Hervé Guibert disait tenir aux cahiers dans lesquels il consignait son journal plus qu’à sa vie. Mathieu Simonet s’interroge quant à lui, dans l’avant-propos de ses Carnets blancs, à propos des journaux qu’il a tenus depuis son adolescence : « Faut-il se séparer de ses journaux intimes ? » Comme la réponse est positive, il se questionne aussi sur la manière de le faire.

L’auteur a décidé d’orchestrer la disparition de ses carnets en les déposant dans des lieux publics, des bibliothèques puis en les offrant à des proches, des personnes rencontrées qui les ont transformés, tour à tour, en robe, en gâteau, en fresque murale… Ces dons, qui sont aussi des pertes, des séparations, deviennent l’occasion pour Mathieu Simonet de relire ses carnets et d’y retrouver « des passages essentiels, des scènes oubliées ».

Le présent « roman » est la traduction de cette expérience de la destruction de ses journaux. Mathieu Simonet y parle également de la maladie de sa mère, le cancer, de celle de son père, qui passa plusieurs mois dans un hôpital psychiatrique.

Questions
A. D’après le passage, pourquoi Mathieu Simonet en vient-il à se demander de quelle manière se séparer de ses journaux intimes ?
B. Recopiez sans rien changer, dans le passage, l’extrait qui va de « Hervé Guibert disait » jusqu’à « de le faire. ».
Appuyez-vous uniquement sur le passage pour répondre.

(Données enregistrées)
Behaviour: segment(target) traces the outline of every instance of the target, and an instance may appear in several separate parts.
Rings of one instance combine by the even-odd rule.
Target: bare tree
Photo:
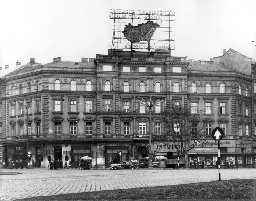
[[[163,112],[166,132],[162,132],[158,140],[174,145],[184,158],[203,139],[204,125],[196,109],[191,110],[178,104],[175,102]]]

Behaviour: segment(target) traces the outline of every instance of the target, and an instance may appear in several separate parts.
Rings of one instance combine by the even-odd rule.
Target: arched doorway
[[[140,147],[138,149],[138,160],[139,160],[141,158],[144,158],[148,156],[147,149],[145,147]]]

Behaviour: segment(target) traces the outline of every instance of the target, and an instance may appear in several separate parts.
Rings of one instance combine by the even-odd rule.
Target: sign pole
[[[220,179],[220,141],[218,141],[218,168],[219,169],[219,180],[221,181]]]

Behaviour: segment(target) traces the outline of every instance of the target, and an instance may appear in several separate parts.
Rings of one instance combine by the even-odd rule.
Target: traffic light
[[[31,153],[31,151],[28,151],[27,152],[27,156],[29,157],[31,157],[31,154],[32,154]]]

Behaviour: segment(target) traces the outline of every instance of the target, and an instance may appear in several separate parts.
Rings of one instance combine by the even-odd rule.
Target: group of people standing
[[[56,160],[53,160],[52,159],[49,162],[50,170],[58,170],[59,168],[61,170],[63,168],[62,166],[62,160],[61,159]]]

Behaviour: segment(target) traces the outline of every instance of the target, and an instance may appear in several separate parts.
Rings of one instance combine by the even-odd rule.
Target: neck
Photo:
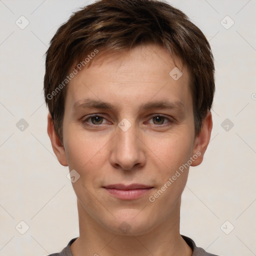
[[[172,216],[150,232],[120,235],[104,228],[78,200],[80,236],[71,246],[73,256],[191,256],[190,248],[180,234],[180,200]]]

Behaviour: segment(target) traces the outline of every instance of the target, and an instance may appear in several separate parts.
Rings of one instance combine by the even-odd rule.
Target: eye
[[[166,120],[169,120],[170,122],[172,122],[172,120],[170,118],[160,115],[152,116],[152,118],[151,118],[150,120],[153,120],[153,124],[157,126],[164,124],[166,124],[166,122],[164,123],[164,122]]]
[[[102,124],[103,120],[104,118],[103,116],[98,115],[90,116],[84,119],[83,121],[84,123],[88,123],[89,124],[92,124],[94,125]],[[91,120],[92,122],[88,122],[88,120]]]

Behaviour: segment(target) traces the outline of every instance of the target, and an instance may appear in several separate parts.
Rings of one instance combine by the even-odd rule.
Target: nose
[[[110,148],[110,161],[112,166],[128,170],[141,168],[145,164],[146,147],[142,142],[142,135],[134,124],[127,130],[116,127]]]

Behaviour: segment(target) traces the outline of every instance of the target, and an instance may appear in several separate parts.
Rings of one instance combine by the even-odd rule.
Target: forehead
[[[177,78],[178,79],[177,79]],[[68,86],[65,109],[88,98],[111,102],[118,108],[141,106],[150,99],[192,104],[190,77],[185,66],[155,45],[130,51],[102,52],[90,60]]]

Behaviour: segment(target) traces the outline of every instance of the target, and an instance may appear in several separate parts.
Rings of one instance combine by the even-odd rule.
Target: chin
[[[143,211],[143,210],[142,210]],[[154,229],[153,220],[148,220],[142,209],[126,209],[114,214],[116,218],[107,222],[106,228],[110,232],[124,236],[140,236]]]

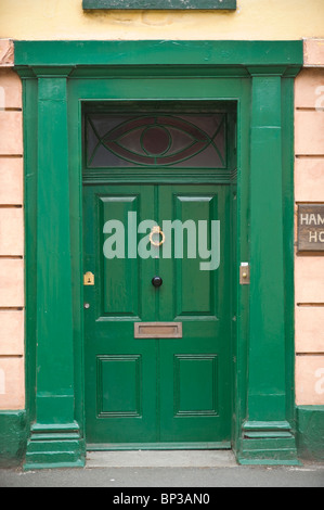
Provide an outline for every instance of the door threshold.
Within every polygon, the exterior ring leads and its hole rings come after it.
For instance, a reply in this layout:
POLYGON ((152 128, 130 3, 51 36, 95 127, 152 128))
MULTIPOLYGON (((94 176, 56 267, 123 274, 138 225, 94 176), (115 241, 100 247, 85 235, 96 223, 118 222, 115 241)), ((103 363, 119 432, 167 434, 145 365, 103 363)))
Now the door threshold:
POLYGON ((237 467, 229 449, 88 451, 86 468, 232 468, 237 467))
POLYGON ((231 449, 231 442, 216 443, 101 443, 88 444, 87 451, 131 450, 220 450, 231 449))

Réponses
A. Il s’interroge sur la manière de le faire parce que sa réponse à la question « Faut-il se séparer de ses journaux intimes ? » est positive. Puisqu’il a conclu qu’il fallait s’en séparer, il lui reste à déterminer comment.

B.
Hervé Guibert disait tenir aux cahiers dans lesquels il consignait son journal plus qu’à sa vie. Mathieu Simonet s’interroge quant à lui, dans l’avant-propos de ses Carnets blancs, à propos des journaux qu’il a tenus depuis son adolescence : « Faut-il se séparer de ses journaux intimes ? » Comme la réponse est positive, il se questionne aussi sur la manière de le faire.